Consigne a: Donnez les noms de tous les membres du groupe cités dans l'extrait d'entretien ci-dessous.

Extrait du document:
* * * * * * * * *

[Interview] : Harcèlement Textuel (Tracklist #03, mars 2002)

Publié le par Nico

Après deux maxis et quelques apparitions sur mix-tape, le quatuor Harcèlement Textuel (deux MCs : Harlem et Brahi et deux DJs : Nabil et Mexxa BB) se lance dans l’aventure d’un premier album qui sortira sous les couleurs de Logilo Prod. Malgré leur relative jeunesse, ils font preuve d’une maturité et d’un réalisme rares à tel point qu’on finit par croire que les désillusions que pourraient engendrer un milieu aussi volubile ne sauraient pouvoir les toucher. Pas étonnant pour qui veut affirmer son identité propre et qui pose la connaissance des racines de la culture Hip Hop comme une nécessité absolue. Compte rendu d’une rencontre des plus intéressantes…

 

Pouvez-vous nous faire un historique du groupe ?

Harlem : On s’est rencontré Brahi et moi dans le métro en 1995, on a freestylé et depuis on rappe ensemble. Les DJs Mexxa BB et Nabil sont arrivés par la suite.

En 1997, c’est la rencontre avec Logilo, qui nous permet de poser sur sa mix-tape Logilo 4 (dont un vinyl intitulé "Pour l’amour du Hip Hop" regroupant tous les morceaux français de la tape a été tiré), qui aboutit à une signature chez Logilo Prod.

* * * * * * * * *

Consigne b: Veuillez sélectionner chaque ligne des enregistrements ci-dessous qui contient le mot "cream", puis recopiez-la.

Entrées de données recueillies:

* * * * * * * * *

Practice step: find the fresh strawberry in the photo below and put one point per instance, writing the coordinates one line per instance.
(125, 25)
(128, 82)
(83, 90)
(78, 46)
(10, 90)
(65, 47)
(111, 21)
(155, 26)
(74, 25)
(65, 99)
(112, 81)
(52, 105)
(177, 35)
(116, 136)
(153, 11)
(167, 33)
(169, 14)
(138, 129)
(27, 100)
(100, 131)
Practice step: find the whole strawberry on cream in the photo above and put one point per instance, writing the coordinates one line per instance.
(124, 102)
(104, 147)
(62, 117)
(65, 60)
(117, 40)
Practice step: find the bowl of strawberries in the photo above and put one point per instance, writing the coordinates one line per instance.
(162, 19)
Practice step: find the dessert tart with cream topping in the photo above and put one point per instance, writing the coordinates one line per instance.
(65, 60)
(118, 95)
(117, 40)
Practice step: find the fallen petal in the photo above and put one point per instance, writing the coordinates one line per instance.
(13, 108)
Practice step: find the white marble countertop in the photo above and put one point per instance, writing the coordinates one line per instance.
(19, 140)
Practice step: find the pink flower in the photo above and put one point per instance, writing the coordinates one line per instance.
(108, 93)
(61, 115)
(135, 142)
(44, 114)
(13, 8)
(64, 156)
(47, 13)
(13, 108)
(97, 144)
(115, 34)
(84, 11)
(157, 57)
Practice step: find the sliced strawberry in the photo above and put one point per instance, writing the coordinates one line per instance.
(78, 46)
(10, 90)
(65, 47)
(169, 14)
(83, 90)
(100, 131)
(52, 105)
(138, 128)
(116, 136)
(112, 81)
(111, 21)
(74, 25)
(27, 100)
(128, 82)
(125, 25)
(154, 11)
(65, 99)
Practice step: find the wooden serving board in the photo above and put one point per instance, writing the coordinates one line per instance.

* * * * * * * * *

Résultat a:
Harlem
Brahi
Nabil
Mexxa BB

Résultat b:
Practice step: find the whole strawberry on cream in the photo above and put one point per instance, writing the coordinates one line per instance.
Practice step: find the dessert tart with cream topping in the photo above and put one point per instance, writing the coordinates one line per instance.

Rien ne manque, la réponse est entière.